What to produce: Turn the part of the listing below that runs from the line with "the form (167,188);" up to and including the line with "Query: great blue heron" into a Markdown table. Use a "No." column for the row number and a "Text" column for the line, and leave out any blank lines.

Extracted material:

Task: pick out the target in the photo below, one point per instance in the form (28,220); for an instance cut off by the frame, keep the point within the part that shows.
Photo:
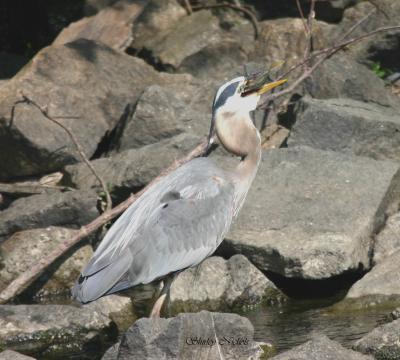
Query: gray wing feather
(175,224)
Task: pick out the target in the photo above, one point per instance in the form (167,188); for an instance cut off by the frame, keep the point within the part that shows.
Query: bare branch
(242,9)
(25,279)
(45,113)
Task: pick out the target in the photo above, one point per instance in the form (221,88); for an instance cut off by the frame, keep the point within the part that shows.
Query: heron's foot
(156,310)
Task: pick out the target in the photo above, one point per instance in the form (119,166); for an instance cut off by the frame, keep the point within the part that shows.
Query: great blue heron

---

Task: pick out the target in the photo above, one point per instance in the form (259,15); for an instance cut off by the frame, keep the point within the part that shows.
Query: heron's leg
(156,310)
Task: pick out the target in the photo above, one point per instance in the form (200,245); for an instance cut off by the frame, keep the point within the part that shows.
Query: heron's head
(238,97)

Solution to the problem:
| No. | Text |
|---|---|
| 1 | Task: pick out the target in the photo above, one point per instance in the form (167,188); for an instance cut off by the frame, keep the point within the part that shows. |
| 2 | Query: bare branch |
| 3 | (242,9) |
| 4 | (25,279) |
| 5 | (45,113) |
| 6 | Task: pick out the target in the photo above, one point per instance in the form (221,88); for an instance cut off by the frame, keep the point within the part that shows. |
| 7 | Query: heron's foot |
| 8 | (156,310) |
| 9 | Task: pick out the target in the photo above, one point per instance in the form (119,166); for an instance cut off by the frame, keep the point within the part that shows. |
| 10 | Query: great blue heron |